**Text block:**
-- start --

# Ramshorn snail shell problems?



## zerodameaon (Dec 2, 2014)

What is your GH and PH?


----------



## TurtleShark (Feb 19, 2013)

Not sure on the GH, don't have a test for that. But pH is usually above 8... I'll check tomorrow.


----------



## lochaber (Jan 23, 2012)

Once the damage is done, it's effectively permanent. 

Snail shells only really 'grow' from the inside right around the opening - the CaCO3 is secreted by the mantle of the snail, and as the snail grows, the older section of the shell is effectively 'dead'.

So if the cuttlebone does make things better, it will be sometime before you notice it, as it's just helping to protect the newly formed shells currently.

KH is probably more important then GH for this, as it measures carbonates (what the shells are made of, and what reacts with acids).


----------



## Xraay (Oct 29, 2014)

+1 on the permanent shell damage. My gold mystery snail somehow had a hole towards the top of his shell. Never figured out how he got it, but the new shell that's coming in is looking quite nice. Are they new snails? If so it could be damage from their previous housing conditions.


----------



## TurtleShark (Feb 19, 2013)

-- end --

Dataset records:
-- start --

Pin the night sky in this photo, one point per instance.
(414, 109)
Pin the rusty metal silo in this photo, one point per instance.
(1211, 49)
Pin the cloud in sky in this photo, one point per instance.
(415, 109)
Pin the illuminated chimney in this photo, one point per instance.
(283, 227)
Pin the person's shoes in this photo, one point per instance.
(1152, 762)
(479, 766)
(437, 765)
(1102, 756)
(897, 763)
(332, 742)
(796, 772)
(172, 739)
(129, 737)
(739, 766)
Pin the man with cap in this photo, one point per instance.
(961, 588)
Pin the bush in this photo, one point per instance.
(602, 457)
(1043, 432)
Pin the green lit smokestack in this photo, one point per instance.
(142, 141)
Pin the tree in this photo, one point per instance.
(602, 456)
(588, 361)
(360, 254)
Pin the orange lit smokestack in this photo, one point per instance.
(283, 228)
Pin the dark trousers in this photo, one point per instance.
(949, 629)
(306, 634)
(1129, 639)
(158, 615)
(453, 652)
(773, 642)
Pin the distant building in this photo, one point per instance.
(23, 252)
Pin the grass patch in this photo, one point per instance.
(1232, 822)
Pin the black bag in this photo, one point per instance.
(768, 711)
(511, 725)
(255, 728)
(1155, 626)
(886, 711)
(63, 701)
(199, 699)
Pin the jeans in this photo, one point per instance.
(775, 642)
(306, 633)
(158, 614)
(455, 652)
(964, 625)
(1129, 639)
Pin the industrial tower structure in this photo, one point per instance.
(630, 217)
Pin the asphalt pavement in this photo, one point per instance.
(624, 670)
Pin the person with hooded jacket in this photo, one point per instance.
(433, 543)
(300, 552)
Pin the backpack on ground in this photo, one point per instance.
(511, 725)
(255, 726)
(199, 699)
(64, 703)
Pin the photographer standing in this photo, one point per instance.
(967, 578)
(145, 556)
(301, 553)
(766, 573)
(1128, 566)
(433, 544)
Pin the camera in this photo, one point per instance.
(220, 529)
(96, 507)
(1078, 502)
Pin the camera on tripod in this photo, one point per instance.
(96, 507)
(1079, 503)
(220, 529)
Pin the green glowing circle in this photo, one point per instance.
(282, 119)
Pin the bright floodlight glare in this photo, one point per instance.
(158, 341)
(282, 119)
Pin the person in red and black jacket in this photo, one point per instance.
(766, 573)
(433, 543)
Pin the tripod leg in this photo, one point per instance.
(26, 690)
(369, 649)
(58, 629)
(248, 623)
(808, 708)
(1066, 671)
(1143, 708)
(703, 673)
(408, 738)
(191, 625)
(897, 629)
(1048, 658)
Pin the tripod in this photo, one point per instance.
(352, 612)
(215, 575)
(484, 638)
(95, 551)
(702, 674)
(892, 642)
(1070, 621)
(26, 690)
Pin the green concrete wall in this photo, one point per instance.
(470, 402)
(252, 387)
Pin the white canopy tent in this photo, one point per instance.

-- end --

**Exercise tasks:**
(a) In the snail shell thread, which water measurement does one poster call probably more important than GH for shell problems?
(b) Write what comes next in the snail shell thread, picking up right after the last line shown.

**Answer set:**
(a) KH, because it measures carbonates.

(b)
Okay sounds good. I guess I'll keep up with the cuttlebone and see if the younger snails start looking better.


----------



## zerodameaon (Dec 2, 2014)

Only reason I mentioned GH was because if you can afford to raise it some, adding a product like seachem equilibrium could help. It has helped with the quality of my snails shells just because of the available calcium in the water. My snails never seemed to give any thought to cuttlebone.


----------



## TurtleShark (Feb 19, 2013)

Ok, I'll check for a test next time I'm at the store and see what I can do there. This is the only tank out of three or four that the ramshorns are in. I'm keeping them out of my 30 gallon because they seem to outcompete the pond snails, who I honestly like more than the ramshorns. And now, of course, I've got daitoms in the 30 and I know I should put the ramshorns in there but once I do there's no going back... Anyway, getting off topic. I'll get the GH checked. What level should it be at, anyway?


----------



## angelcraze (Aug 20, 2013)

I was going to say, diatoms, I think they are high in calcium......maybe you could throw in some diatom covered plants for them to clean then swap them back? My baby BN go to town on the plants when I do this, there wouldn't be time for them to lay eggs...also feeding them some veggies high in calcium, like what's that veg called....it's leafy......well, I know they love zucchini.


----------



## zerodameaon (Dec 2, 2014)

You are thinking of Kale.


----------



## angelcraze (Aug 20, 2013)

Lol, I thought of it--collard green.


----------



## ced281 (Jul 6, 2012)

You can also scape your tank with ryouh or seiryu stone used in nature style aquariums. They leech out enough minerals to keep snail shells pristine (but they also alter your water chemistry).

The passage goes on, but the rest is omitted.